# PROMPT
Reproduce all of the material exactly as shown.
━━━ TASK INPUT ━━━
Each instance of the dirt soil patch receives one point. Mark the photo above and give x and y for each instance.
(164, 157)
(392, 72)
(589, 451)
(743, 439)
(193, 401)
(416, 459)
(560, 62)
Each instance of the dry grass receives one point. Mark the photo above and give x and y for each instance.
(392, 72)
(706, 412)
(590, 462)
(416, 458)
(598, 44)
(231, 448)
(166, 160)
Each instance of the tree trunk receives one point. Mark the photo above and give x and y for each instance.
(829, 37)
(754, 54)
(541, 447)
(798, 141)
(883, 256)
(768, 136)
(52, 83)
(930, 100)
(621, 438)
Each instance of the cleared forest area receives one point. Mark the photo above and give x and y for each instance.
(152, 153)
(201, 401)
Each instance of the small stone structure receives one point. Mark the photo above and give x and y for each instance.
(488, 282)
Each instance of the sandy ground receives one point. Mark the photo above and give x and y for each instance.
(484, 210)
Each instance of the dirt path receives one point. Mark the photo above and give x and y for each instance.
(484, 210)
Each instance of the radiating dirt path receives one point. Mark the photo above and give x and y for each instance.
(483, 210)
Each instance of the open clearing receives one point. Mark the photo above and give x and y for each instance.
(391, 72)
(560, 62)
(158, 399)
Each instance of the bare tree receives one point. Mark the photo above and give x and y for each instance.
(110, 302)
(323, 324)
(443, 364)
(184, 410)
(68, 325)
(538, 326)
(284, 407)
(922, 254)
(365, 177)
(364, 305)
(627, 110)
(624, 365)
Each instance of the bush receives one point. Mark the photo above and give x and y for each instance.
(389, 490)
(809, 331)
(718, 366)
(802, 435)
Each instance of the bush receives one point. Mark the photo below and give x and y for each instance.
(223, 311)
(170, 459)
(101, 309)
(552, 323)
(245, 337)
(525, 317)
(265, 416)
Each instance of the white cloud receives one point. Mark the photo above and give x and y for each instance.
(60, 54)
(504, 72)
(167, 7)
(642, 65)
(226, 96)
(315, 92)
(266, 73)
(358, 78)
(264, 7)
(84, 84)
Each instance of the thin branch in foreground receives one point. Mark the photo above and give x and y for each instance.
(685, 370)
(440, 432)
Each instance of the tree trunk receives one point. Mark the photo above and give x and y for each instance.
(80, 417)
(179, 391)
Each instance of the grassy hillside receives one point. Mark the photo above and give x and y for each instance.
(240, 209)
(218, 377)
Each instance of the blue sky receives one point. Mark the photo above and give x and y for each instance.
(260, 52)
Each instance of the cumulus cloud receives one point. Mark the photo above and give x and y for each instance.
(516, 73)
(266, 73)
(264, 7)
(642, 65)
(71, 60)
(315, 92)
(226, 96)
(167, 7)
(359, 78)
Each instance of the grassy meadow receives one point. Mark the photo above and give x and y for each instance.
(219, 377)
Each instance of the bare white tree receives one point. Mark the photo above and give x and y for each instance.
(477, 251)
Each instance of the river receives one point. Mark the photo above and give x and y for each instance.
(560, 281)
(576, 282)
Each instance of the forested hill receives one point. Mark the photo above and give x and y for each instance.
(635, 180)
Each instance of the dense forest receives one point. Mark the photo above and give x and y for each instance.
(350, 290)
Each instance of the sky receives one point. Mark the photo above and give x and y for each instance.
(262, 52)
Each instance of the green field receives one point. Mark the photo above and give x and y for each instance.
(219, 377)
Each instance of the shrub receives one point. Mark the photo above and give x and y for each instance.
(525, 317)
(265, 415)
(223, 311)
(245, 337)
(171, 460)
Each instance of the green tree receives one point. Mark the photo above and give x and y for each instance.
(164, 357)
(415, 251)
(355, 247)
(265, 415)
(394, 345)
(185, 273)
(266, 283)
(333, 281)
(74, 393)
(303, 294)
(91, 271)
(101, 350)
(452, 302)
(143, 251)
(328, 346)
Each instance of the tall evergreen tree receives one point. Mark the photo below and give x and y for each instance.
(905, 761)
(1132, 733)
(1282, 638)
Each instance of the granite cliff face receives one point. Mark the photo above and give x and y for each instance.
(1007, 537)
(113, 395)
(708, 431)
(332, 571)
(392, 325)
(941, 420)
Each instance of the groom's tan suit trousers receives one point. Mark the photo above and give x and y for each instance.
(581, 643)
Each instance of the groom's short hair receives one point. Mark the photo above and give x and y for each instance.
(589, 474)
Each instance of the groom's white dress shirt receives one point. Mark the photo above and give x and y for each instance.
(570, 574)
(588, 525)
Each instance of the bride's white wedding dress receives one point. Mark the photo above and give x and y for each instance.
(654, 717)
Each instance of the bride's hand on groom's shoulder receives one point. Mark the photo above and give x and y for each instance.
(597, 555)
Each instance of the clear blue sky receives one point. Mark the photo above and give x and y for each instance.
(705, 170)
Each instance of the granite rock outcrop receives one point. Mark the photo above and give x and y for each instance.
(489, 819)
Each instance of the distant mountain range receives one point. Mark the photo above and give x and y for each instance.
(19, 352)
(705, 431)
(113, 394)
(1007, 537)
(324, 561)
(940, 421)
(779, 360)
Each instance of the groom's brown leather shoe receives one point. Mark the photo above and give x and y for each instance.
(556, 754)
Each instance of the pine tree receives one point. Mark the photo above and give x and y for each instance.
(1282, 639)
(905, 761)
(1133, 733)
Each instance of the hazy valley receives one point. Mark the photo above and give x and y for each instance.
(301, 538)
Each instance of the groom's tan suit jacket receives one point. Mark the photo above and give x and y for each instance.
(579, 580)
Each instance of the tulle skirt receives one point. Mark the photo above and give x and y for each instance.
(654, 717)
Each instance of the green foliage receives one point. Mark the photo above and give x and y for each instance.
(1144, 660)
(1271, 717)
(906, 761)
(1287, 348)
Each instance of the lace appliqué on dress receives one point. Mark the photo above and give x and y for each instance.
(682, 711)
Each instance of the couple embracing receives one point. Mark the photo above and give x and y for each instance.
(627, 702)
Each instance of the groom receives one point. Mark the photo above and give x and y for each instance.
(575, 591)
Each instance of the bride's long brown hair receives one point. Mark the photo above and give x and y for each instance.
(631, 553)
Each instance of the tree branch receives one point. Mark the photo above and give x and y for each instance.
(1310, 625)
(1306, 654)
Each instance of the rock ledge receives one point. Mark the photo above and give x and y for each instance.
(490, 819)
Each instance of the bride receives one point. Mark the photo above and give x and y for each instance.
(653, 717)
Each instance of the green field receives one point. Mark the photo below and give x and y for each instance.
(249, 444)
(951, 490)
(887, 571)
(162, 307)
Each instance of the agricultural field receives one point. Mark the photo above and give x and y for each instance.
━━━
# SOLUTION TO THE EXERCISE
Each instance of the dirt soil patch receives one point. Mark the photo above and give x and y for each instance.
(164, 157)
(392, 72)
(589, 451)
(743, 439)
(193, 401)
(416, 459)
(560, 62)
Each instance of the dry grass receives one point. Mark the photo above and give x and y for each instance.
(392, 72)
(706, 412)
(590, 462)
(416, 458)
(598, 44)
(231, 448)
(166, 160)
Each instance of the tree trunk receives one point. Mark the photo above and give x and y for each instance.
(829, 37)
(754, 54)
(541, 447)
(798, 141)
(883, 256)
(768, 136)
(52, 83)
(930, 100)
(621, 438)
Each instance of the cleared forest area receives one point. Mark the photo above and give x and y for each instance.
(152, 153)
(201, 401)
Each instance of the small stone structure receives one point. Mark the photo above and give x and y for each instance.
(488, 282)
Each instance of the sandy ground receives one point. Mark the photo above and give x and y for each instance.
(484, 210)
Each instance of the dirt path receives one point. Mark the photo above and give x and y for each instance.
(484, 210)
Each instance of the radiating dirt path receives one point. Mark the photo above and give x and y for each instance.
(483, 210)
Each instance of the open clearing receives one point. Mark the photo above and give x and y for each instance.
(391, 72)
(560, 62)
(158, 399)
Each instance of the bare tree receives one point. Mark the photo above and give x and y for each instance.
(110, 302)
(323, 324)
(443, 364)
(184, 410)
(68, 325)
(538, 326)
(284, 407)
(922, 254)
(365, 177)
(364, 305)
(627, 110)
(624, 365)
Each instance of the bush receives one point. Mark the photo above and give x and y for each instance.
(389, 490)
(809, 331)
(718, 366)
(802, 435)
Each instance of the bush receives one point. Mark the photo below and give x and y for each instance.
(223, 311)
(170, 459)
(101, 309)
(552, 323)
(245, 337)
(525, 317)
(265, 416)
Each instance of the white cloud receives one point. Mark the photo above and give x and y for each instance.
(60, 54)
(504, 72)
(167, 7)
(642, 65)
(226, 96)
(315, 92)
(266, 73)
(358, 78)
(264, 7)
(84, 84)
Each instance of the thin branch in foreground receives one point. Mark the photo above and give x and y for each instance.
(685, 370)
(440, 432)
Each instance of the tree trunk receives one point. Mark the photo above and give x and y for each instance.
(80, 417)
(179, 391)
Each instance of the grassy hillside receives one point. Mark the photo above and give x and y for each instance.
(240, 209)
(218, 377)
Each instance of the blue sky receives one point. Mark the photo above and give x and y for each instance.
(260, 52)
Each instance of the cumulus cloud receives one point. Mark the photo above and give x and y for each instance.
(516, 73)
(266, 73)
(264, 7)
(642, 65)
(71, 60)
(315, 92)
(226, 96)
(167, 7)
(359, 78)
Each instance of the grassy meadow receives one point. Mark the photo above and give x and y for each instance.
(219, 377)
Each instance of the bare white tree receives one point. Mark the photo above and give x and y for each instance.
(477, 251)
Each instance of the river receives one point. Mark the photo above and give x and y for each instance.
(560, 281)
(576, 282)
Each instance of the forested hill receives one point. Mark the photo above and give x and y for each instance.
(635, 180)
Each instance of the dense forest receives one point. Mark the photo above and give x and y for each instance.
(350, 290)
Each instance of the sky receives one point. Mark the photo above and give x and y for each instance.
(262, 52)
Each instance of the green field receives one point. Mark the photo above and give x and y for each instance.
(219, 377)
Each instance of the shrub receives one point. Mark the photo above and give x and y for each instance.
(525, 317)
(265, 415)
(223, 311)
(245, 337)
(171, 460)
Each instance of the green tree receives one point. Mark the photo above and give x and y for each instance.
(164, 357)
(415, 251)
(355, 247)
(265, 415)
(394, 345)
(185, 273)
(266, 283)
(333, 281)
(74, 393)
(303, 294)
(91, 271)
(101, 350)
(452, 302)
(143, 251)
(328, 346)
Each instance of the tall evergreen tree receives one point. Mark the photo below and give x and y for each instance.
(905, 761)
(1132, 733)
(1282, 638)
Each instance of the granite cliff face receives one point. Mark the photo above and give x and y for each instance.
(1007, 537)
(113, 395)
(708, 431)
(332, 571)
(392, 325)
(941, 420)
Each instance of the groom's tan suit trousers receives one point. Mark the photo above and give x and y for each instance.
(581, 643)
Each instance of the groom's short hair receives one point. Mark the photo above and give x and y for each instance.
(589, 474)
Each instance of the groom's white dress shirt receives one point. Mark the photo above and give x and y for each instance.
(570, 574)
(588, 525)
Each instance of the bride's white wedding dress receives one point. Mark the photo above and give x and y for each instance.
(654, 717)
Each instance of the bride's hand on groom's shoulder receives one point. Mark the photo above and give x and y for each instance.
(597, 555)
Each instance of the clear blue sky receives one point. Mark the photo above and give x and y for each instance.
(705, 170)
Each instance of the granite rock outcrop receives one point. Mark the photo above and give x and y for each instance.
(489, 819)
Each instance of the distant mountain range receives one point. Mark the photo above and give x and y for each instance.
(19, 352)
(705, 431)
(113, 394)
(1007, 537)
(324, 561)
(940, 421)
(779, 360)
Each instance of the groom's brown leather shoe receives one point. Mark the photo above and give x and y for each instance.
(556, 754)
Each instance of the pine tree receives one point. Mark the photo above and give x and y for each instance.
(1282, 639)
(905, 761)
(1133, 733)
Each instance of the hazy valley receives one point. Mark the photo above and give x and y for each instance.
(301, 538)
Each instance of the groom's tan suit jacket receives one point. Mark the photo above and give x and y for each instance.
(579, 580)
Each instance of the tulle skirt receives one point. Mark the photo above and give x and y for each instance.
(654, 717)
Each instance of the green foliage receives one point. Mark the photo above and give x and y for each instance.
(1144, 660)
(1271, 717)
(906, 761)
(1287, 348)
Each instance of the lace appliqué on dress receives one point. Mark the photo above and give x and y for each instance.
(682, 711)
Each instance of the couple embracing receives one point. Mark the photo above and give x and y for each instance.
(627, 702)
Each instance of the groom receives one point. Mark the photo above and give x and y for each instance.
(575, 591)
Each instance of the bride's long brown hair receives one point. Mark the photo above and give x and y for each instance.
(631, 553)
Each instance of the tree branch receives one point. Mark the photo above and give x and y for each instance.
(1310, 625)
(1306, 654)
Each instance of the rock ledge receives one point. Mark the photo above and give x and y for each instance.
(490, 819)
Each instance of the bride receives one point. Mark the photo above and give x and y for each instance.
(653, 717)
Each instance of the green field receives one point. Mark the photo below and give x and y for each instance.
(249, 444)
(951, 490)
(887, 571)
(162, 307)
Each instance of the agricultural field receives one point. Mark the photo above and give x and y for each instance.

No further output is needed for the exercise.